* Data entries:
________

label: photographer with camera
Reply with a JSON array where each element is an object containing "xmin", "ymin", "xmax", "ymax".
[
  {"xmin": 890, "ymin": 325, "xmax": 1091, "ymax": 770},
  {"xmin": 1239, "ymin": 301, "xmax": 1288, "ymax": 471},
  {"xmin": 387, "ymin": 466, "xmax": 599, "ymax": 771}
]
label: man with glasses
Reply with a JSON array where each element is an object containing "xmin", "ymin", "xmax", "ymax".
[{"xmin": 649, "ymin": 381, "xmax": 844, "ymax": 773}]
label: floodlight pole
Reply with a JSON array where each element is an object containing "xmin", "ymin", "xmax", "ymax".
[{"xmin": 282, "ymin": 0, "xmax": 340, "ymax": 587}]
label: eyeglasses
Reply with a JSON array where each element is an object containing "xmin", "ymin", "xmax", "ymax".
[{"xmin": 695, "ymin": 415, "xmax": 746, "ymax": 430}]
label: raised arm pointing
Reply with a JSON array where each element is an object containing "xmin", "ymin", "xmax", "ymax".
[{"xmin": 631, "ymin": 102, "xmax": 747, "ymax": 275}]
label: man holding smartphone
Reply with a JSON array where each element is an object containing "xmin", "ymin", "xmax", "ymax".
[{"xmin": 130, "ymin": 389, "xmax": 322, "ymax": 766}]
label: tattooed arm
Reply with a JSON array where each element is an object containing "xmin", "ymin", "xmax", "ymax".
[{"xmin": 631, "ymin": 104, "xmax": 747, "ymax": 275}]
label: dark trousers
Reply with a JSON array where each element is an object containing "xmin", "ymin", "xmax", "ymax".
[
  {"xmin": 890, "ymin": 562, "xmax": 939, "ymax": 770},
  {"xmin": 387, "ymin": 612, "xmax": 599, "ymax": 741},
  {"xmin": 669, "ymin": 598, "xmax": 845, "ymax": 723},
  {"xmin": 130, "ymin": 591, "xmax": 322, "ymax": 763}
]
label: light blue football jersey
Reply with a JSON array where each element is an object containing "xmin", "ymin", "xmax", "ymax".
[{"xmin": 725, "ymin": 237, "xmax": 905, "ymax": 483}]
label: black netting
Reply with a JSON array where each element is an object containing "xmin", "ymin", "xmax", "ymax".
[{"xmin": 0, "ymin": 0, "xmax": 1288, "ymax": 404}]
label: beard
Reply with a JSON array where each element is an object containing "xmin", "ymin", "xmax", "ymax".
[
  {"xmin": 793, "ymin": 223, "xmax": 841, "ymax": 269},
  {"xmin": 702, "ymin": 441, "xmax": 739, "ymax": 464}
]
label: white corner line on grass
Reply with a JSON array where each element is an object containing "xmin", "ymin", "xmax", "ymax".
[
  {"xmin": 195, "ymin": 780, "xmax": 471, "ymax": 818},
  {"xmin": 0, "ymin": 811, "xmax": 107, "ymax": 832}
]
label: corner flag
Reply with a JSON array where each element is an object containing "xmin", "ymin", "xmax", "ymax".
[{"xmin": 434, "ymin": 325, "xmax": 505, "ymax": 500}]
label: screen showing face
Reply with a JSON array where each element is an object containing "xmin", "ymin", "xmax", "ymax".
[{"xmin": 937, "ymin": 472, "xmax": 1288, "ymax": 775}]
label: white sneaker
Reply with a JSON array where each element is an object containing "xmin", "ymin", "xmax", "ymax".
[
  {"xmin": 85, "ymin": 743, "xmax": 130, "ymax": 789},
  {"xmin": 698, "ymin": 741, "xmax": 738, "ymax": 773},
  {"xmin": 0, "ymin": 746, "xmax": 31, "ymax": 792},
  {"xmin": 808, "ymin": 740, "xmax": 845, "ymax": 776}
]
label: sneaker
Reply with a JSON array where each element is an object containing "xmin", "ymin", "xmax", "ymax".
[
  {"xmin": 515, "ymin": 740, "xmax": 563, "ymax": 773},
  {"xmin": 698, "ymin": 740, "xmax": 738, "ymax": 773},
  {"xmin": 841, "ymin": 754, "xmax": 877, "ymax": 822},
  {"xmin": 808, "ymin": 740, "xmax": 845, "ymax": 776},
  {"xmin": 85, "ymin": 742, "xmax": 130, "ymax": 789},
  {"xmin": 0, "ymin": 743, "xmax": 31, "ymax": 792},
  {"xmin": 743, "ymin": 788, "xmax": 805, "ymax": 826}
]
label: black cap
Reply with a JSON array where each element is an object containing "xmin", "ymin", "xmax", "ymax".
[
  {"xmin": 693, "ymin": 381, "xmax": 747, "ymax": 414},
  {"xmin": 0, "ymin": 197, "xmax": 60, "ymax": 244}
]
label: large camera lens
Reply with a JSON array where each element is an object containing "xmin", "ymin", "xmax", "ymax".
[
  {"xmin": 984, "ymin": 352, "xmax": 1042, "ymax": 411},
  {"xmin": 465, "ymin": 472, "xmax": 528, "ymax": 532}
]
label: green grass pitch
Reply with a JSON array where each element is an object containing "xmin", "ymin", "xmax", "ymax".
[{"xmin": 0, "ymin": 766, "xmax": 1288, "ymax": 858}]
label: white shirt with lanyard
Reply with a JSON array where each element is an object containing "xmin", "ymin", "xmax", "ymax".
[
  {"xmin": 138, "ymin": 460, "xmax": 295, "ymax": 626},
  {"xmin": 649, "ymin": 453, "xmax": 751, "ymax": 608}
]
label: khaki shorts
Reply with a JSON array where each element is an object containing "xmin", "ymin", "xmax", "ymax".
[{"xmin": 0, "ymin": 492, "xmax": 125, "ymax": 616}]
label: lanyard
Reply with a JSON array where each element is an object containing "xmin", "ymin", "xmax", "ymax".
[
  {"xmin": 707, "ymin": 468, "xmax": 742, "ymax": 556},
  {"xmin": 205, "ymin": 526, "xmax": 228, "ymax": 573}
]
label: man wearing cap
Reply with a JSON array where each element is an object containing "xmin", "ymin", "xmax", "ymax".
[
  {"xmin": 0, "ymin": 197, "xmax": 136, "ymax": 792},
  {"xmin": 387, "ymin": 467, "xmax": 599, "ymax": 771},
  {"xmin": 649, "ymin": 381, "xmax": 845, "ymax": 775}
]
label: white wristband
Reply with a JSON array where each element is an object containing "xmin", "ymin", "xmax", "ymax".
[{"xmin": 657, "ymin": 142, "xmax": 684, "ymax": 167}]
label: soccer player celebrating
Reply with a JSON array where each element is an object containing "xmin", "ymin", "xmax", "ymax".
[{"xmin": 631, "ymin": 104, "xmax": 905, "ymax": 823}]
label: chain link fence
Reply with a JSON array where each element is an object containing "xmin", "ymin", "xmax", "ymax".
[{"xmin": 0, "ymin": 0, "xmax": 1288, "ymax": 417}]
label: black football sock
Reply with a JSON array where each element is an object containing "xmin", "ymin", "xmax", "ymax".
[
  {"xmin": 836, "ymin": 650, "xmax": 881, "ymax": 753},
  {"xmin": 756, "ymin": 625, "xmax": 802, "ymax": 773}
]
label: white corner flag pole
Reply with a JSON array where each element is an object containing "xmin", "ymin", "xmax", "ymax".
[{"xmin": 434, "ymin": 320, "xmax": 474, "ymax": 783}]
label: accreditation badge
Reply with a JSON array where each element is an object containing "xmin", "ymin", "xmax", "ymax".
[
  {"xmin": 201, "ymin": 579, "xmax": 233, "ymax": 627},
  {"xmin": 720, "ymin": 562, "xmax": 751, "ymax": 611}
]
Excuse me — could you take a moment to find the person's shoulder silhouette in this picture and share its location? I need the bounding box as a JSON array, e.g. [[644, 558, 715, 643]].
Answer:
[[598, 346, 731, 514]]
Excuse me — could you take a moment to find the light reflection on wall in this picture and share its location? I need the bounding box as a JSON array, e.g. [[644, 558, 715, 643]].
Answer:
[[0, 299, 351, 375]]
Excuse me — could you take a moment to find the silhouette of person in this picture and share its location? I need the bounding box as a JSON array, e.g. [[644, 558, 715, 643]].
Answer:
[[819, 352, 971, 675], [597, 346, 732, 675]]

________

* Task to carry out: Return every line of the items above that contains the string "person". Case matters.

* Output of the task:
Excuse me — could you take a moment to find the person's shoulder silhouette in this picture and share its location? I need the bounding box as a JSON array, e.g. [[644, 558, 715, 643]].
Excuse me — could you take a moment to find the silhouette of person in this picture and share its location? I need the bounding box as a JSON array, e.g. [[644, 558, 715, 643]].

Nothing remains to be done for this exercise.